> **Document extract**
The 'Special Relationship' is in Trouble

The 'Special Relationship' is in Trouble

And that's bad news for London.

 

President Barack Obama was no great Anglophile. As a young man, he had the misfortune of attending a British stag do—what you Americans call a bachelor party—so he’d seen us at our worst. The son of a Kenyan, Obama seemed anticolonialist and suspicious of limey arrogance. At the start of his presidency, he upset a lot of ‘Special Relationship’ enthusiasts when a Joseph Epstein bust of Winston Churchill was removed from the Oval Office. Quite how directly Obama was involved in that decision remains a moot point. But it was enough to hurt delicate British feelings.

Towards the end of his presidency, Obama again irritated British patriots by interfering in our referendum on Europe: Britain, he said, would be at the ‘back of the queue’ for trade talks if we elected to ‘Brexit’—that is, leave the European Union.

 

For all that, however, Obama always maintained highly cordial relations with the British government: he and our former Prime Minister David Cameron always got on. Obama joined the disastrous Libya intervention in large part because Cameron pressed him into it. He may have been reflexively anti-Limey: but his administration never let that show.

Donald Trump seems the opposite. Within hours of Trump’s inauguration on January 20 last year, the Churchill bust, by now a symbol of the health of the ‘Special Relationship’, had reappeared in the Oval Office—apparently at the suggestion of Nigel Farage, the leading Brexiteer, who had campaigned for Trump in 2016. This prompted excitement among British jingoists: Trump was an Anglophile! His mother was Scottish and a monarchist! At his Turnberry golf course the day after Brexit, Trump had told us how ‘she loved the ceremonial and the beauty, coz nobody does that quite like the English.’ He’d also expressed great enthusiasm for Brexit, which he seemed to think a great historical turning point—like his election, a hammerblow against the globalist elites. He promised, contra Obama, that Brexit Britain would be ‘first in the queue.’ In Trump’s eyes, it seemed, the EU was a protection racket for German manufacturing. Britain was ‘so smart for getting out,’ he says. Trump promised a ‘beautiful’ U.S.-UK trade deal would be easily and almost instantly struck.

> **Tasks and exercises**
1. Please substitute "term in office" for "presidency" and give the essay on the US–UK "Special Relationship" again between "And that's bad" and "the European Union.", inclusive.
2. Pick up the essay on the US–UK "Special Relationship" after its final sentence and carry it on.
The rows below were gathered from a different source than the essay.

[Rows from a data collection]

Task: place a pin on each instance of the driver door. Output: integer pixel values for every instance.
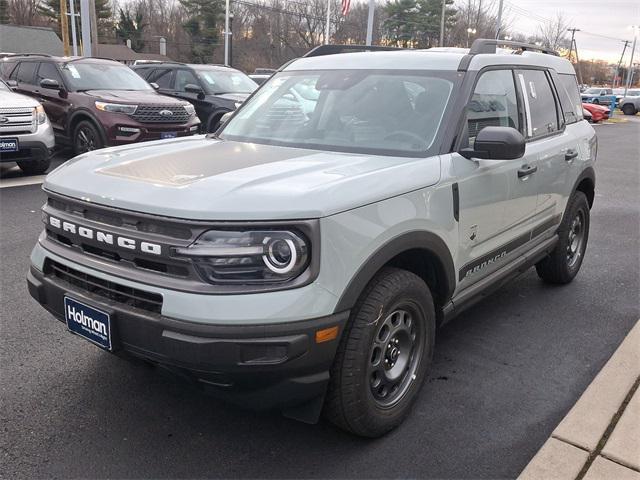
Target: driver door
(494, 197)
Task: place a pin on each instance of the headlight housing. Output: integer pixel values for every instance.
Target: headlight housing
(249, 256)
(40, 115)
(116, 108)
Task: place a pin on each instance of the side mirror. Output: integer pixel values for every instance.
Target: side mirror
(50, 84)
(496, 143)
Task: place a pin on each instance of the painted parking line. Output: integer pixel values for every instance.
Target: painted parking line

> **Results of the tasks**
1.
And that's bad news for London.

 

President Barack Obama was no great Anglophile. As a young man, he had the misfortune of attending a British stag do—what you Americans call a bachelor party—so he’d seen us at our worst. The son of a Kenyan, Obama seemed anticolonialist and suspicious of limey arrogance. At the start of his term in office, he upset a lot of ‘Special Relationship’ enthusiasts when a Joseph Epstein bust of Winston Churchill was removed from the Oval Office. Quite how directly Obama was involved in that decision remains a moot point. But it was enough to hurt delicate British feelings.

Towards the end of his term in office, Obama again irritated British patriots by interfering in our referendum on Europe: Britain, he said, would be at the ‘back of the queue’ for trade talks if we elected to ‘Brexit’—that is, leave the European Union.

2.
Everything began to look rosy in the garden of the special relationship. Our prime minister, Theresa May, became one of the first foreign leaders to meet Trump, and invited him to Britain. The two briefly held hands outside the White House. Populist nationalists talked of May as if she were Thatcher to Trump’s Reagan. May’s international Brexit advisers, Boris Johnson and Liam Fox, began working closely with the U.S. government to achieve that ‘beautiful’ trade deal.

The trouble, however, was that a huge number of Brits, like a huge number of Americans, found Donald Trump so repulsive that they can't tolerate the idea of him as leader of the free world. May was called ‘Theresa the appeaser’ for having courted him. Resisting the Trump visit became a rallying call for the British left—and a way of sticking one in the eye of the Brexiteers. More than two million people signed a petition demanding that Trump’s visit be downgraded from state to ‘official’ visit, meaning he would not travel down the Mall in an open carriage with Elizabeth II and the Household Cavalry or spend a night in Buckingham Palace. (Even left-wing Brits think such things are tremendously important.)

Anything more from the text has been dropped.